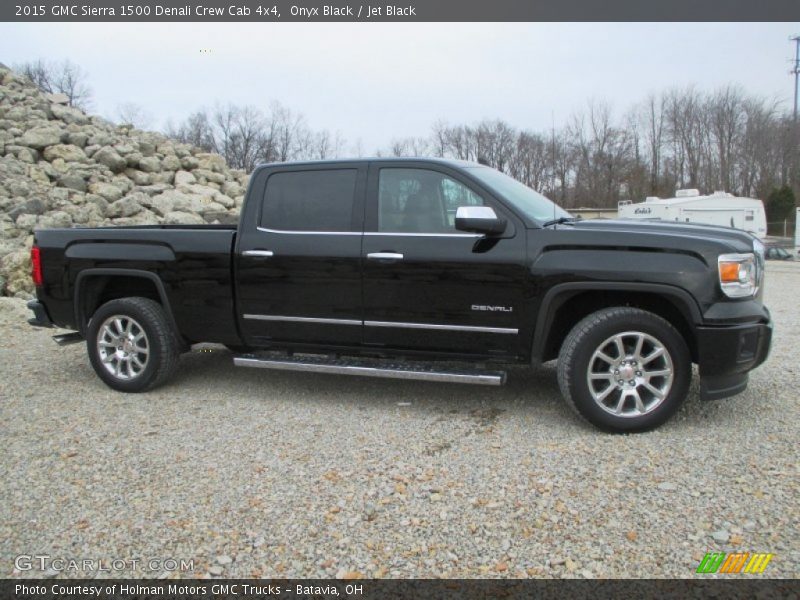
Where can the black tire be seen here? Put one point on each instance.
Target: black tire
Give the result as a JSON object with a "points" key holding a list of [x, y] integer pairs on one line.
{"points": [[159, 339], [594, 334]]}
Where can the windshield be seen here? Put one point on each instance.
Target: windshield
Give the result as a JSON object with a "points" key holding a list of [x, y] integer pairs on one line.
{"points": [[523, 198]]}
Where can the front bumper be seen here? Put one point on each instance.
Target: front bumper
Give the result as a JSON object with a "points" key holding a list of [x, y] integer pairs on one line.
{"points": [[727, 354], [40, 317]]}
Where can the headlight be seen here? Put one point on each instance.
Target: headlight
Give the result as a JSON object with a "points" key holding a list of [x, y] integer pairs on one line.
{"points": [[738, 274]]}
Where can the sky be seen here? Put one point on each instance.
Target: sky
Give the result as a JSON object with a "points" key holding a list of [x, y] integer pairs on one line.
{"points": [[375, 82]]}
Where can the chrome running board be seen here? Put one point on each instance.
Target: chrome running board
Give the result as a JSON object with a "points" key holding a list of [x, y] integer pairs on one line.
{"points": [[65, 339], [371, 368]]}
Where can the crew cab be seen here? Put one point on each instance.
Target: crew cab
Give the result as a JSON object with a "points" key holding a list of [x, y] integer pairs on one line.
{"points": [[420, 269]]}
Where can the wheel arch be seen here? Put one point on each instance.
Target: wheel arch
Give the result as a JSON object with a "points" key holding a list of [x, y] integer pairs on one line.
{"points": [[566, 304], [93, 287]]}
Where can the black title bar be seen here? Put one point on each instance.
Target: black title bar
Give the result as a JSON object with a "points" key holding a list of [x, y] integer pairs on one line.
{"points": [[241, 589], [268, 11]]}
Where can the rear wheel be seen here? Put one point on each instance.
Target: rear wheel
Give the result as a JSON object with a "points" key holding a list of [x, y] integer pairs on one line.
{"points": [[131, 344], [624, 369]]}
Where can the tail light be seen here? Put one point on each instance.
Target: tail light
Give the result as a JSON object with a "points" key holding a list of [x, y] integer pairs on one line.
{"points": [[36, 266]]}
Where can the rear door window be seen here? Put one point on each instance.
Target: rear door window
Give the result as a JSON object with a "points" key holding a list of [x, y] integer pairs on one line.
{"points": [[318, 200]]}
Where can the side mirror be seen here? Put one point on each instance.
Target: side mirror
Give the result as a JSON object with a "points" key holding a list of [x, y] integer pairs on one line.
{"points": [[479, 219]]}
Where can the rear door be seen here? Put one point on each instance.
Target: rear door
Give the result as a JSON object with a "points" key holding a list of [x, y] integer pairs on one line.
{"points": [[427, 286], [298, 257]]}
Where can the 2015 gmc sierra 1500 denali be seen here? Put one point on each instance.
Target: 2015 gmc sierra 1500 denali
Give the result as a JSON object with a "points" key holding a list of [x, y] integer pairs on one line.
{"points": [[420, 269]]}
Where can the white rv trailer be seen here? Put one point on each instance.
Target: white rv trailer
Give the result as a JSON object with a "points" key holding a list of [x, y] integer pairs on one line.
{"points": [[688, 206]]}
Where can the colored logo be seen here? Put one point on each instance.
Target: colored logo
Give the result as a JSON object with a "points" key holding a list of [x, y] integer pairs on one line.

▸ TASK DETAILS
Pull every line of text from the listing above and reproduce it word for word, leaving out the pictures.

▸ EXERCISE RESPONSE
Where can the black tire be seen here? Put one point on each instance.
Target: black tire
Give the result as a JSON object with a "points" key holding a list of [x, y] integer pairs on one line.
{"points": [[159, 339], [594, 334]]}
Where can the windshield be seen here? Put one point on each instance.
Target: windshield
Give the result as a JSON object with a "points" key holding a list of [x, y] integer pairs on one line.
{"points": [[523, 198]]}
Where can the front bumper be seen here? Put one point on each instance.
Target: front bumper
Give the result as a JSON object with a "points" key holding a list of [x, y] integer pairs on one line.
{"points": [[727, 354], [40, 317]]}
Where can the headlight be seen here? Put one point on each instance.
Target: headlight
Give the result as a JSON object with a "points" key holding a list of [x, y] integer pairs on one line.
{"points": [[738, 274]]}
Where can the sky be seen here? Put one point on each instance.
Target: sky
Give the result as a JSON object with a "points" key holding a list of [x, y] integer pairs on one line.
{"points": [[375, 82]]}
Where can the chrome running board be seen here? Put one point on each instance.
Target: chrome running board
Give the result as a JSON object with a "points" key holding a list of [x, y] integer pairs on one line.
{"points": [[65, 339], [371, 368]]}
Where can the crew cab be seen here? Put one point on each instance.
Target: crew cab
Give the result as a JSON object with a "points" key holding a list of [x, y] integer pairs on one line.
{"points": [[420, 269]]}
Where can the wheel arch be seen here? Put one point on each instance.
Target: wheel arch
Give the result as a JSON object with a "points" key holding a list of [x, y] integer pairs on one line.
{"points": [[566, 304], [93, 287]]}
Where can the black title bar be seen here? Put one point on each instance.
Target: black title bar
Give the result as a JSON object with a "points" key holding a list of [x, y] integer pairs on one line.
{"points": [[241, 589], [268, 11]]}
Where can the rear wheel be seen here? Put one point on each instance.
Target: rear wheel
Give the result as a JSON object with a "points" key holding a list of [x, y] integer pairs on one line.
{"points": [[131, 344], [624, 369]]}
Where can the tail light be seen here? Put one point on each instance.
Target: tail light
Give the result as a JSON object with a "points" key holding a list of [x, y] integer pairs on one line.
{"points": [[36, 266]]}
Where can the rear door window be seen here? Put one point on each instance.
Target: rear door window
Give the result as a JSON object with a "points" key holding a list of [x, y] integer pairs on one line.
{"points": [[318, 200]]}
Where can the side mirror be seen here? Put one point on each instance.
Target: side mirror
Give the result as a JSON object with a "points" key holding a list of [x, y] integer pairs on one line.
{"points": [[479, 219]]}
Where can the rear door be seen here? Put one point on each instance.
Target: rear door
Give the result as a JSON object with a "points" key holding a list of [x, y] integer pairs on one line.
{"points": [[427, 286], [298, 257]]}
Where can the 2015 gmc sierra 1500 denali be seen here? Put one point on each instance.
Target: 2015 gmc sierra 1500 denali
Give the result as a JSON object with a "points" key holding a list of [x, y] integer pairs on one line.
{"points": [[420, 269]]}
Where can the white rv trailer be seen here? Put one point on each instance.
Target: white rv trailer
Give the result as a JSON object with a "points" key holding a list of [x, y] integer pairs on one line.
{"points": [[688, 206]]}
Where can the colored logo be seen here? Put one point on each instance.
Target: colored logo
Give the result as a JSON object with a "points" key holding a list of [x, y] integer pairs on one line.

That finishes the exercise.